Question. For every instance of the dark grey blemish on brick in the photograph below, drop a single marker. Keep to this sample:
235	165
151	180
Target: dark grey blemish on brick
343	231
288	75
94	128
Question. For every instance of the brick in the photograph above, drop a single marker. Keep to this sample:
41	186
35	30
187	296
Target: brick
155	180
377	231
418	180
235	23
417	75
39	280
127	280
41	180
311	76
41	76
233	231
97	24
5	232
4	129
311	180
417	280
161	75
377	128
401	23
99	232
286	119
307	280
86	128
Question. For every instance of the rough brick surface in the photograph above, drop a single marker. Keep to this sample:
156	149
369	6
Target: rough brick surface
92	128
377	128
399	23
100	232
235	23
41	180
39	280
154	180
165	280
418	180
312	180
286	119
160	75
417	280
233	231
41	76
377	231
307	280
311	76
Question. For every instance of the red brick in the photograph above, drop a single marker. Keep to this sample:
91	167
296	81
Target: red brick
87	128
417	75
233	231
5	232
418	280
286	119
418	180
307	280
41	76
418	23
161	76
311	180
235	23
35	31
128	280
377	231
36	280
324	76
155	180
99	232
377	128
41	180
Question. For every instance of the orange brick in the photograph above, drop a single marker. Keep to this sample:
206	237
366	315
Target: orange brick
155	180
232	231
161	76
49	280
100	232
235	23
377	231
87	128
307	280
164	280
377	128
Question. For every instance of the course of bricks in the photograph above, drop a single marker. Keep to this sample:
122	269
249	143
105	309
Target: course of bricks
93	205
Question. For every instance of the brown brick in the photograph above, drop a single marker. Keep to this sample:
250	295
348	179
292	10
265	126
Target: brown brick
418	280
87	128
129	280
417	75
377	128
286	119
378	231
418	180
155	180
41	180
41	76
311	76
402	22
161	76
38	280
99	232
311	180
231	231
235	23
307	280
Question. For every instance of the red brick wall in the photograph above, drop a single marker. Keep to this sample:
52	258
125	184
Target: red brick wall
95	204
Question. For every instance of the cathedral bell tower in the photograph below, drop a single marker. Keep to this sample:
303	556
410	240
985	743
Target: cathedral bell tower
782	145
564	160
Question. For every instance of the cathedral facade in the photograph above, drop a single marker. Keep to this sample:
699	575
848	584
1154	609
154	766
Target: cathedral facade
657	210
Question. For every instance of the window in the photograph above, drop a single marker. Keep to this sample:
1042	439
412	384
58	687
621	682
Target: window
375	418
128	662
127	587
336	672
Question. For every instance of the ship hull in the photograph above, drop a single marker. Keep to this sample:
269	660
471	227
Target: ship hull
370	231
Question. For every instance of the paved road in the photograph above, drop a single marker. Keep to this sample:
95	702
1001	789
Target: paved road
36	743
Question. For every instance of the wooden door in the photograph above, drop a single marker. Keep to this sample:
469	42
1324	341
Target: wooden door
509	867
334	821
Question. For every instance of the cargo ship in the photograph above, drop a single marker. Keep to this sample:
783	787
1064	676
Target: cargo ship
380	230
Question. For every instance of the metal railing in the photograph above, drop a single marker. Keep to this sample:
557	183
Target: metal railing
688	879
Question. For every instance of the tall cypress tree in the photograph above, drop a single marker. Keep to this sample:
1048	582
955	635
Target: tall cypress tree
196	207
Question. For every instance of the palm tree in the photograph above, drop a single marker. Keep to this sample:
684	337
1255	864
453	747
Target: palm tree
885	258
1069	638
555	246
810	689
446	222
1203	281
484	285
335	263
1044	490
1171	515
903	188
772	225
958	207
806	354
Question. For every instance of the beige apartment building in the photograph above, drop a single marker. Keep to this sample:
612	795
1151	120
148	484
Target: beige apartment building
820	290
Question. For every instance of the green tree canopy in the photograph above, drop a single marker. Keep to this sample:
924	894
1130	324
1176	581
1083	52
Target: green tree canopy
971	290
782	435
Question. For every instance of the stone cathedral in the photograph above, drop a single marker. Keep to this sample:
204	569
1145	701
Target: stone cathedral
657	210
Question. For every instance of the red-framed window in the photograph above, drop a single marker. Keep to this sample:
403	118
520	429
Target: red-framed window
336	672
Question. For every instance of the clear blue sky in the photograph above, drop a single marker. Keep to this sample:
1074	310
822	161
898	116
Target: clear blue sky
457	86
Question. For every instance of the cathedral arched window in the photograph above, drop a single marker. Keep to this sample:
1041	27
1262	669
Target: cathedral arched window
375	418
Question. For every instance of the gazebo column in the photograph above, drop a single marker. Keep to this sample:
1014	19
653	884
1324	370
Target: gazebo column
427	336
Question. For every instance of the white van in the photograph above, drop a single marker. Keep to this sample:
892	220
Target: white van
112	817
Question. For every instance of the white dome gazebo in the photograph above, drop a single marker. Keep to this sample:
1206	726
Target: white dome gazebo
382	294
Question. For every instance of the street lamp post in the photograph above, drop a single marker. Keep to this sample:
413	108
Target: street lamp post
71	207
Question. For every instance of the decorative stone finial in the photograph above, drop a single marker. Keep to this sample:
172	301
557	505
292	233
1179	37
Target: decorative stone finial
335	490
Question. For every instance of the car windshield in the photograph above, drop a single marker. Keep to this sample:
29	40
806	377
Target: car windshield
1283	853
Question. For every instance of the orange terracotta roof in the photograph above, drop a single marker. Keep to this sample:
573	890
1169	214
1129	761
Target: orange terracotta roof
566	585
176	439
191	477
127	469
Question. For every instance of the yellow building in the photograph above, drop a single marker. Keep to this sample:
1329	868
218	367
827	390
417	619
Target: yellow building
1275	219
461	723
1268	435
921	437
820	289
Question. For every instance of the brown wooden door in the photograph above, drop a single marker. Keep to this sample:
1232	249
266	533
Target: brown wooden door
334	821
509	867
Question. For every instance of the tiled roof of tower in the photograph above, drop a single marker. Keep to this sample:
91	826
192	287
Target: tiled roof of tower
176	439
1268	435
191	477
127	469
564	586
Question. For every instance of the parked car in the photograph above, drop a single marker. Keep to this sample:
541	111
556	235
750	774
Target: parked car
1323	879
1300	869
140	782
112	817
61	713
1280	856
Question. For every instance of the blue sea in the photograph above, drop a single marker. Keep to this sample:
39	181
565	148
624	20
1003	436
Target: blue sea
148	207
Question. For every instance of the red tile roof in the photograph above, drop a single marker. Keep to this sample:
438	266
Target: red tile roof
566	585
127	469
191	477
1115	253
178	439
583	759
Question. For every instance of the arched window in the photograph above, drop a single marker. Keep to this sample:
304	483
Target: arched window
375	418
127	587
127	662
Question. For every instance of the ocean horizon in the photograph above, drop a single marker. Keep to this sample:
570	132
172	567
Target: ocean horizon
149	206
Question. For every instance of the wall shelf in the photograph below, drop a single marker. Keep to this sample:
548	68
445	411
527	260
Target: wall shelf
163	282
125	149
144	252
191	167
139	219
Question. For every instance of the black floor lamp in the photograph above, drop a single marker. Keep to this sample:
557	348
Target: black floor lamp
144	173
+++++
▶ [WHAT YOU WILL DO] Copy out the lines of the data where the string "below" occurs.

▶ [SOLUTION]
Question. For every instance of the dark grey blemish on brick in the photograph below, drop a single marker. Keep to this sample:
Question. For every instance of the cathedral bell tower in the photograph below, drop a single marker. Keep to this sample:
Question. For every instance of the wall shelf in the photograph below, drop a single marker. Keep to this sample:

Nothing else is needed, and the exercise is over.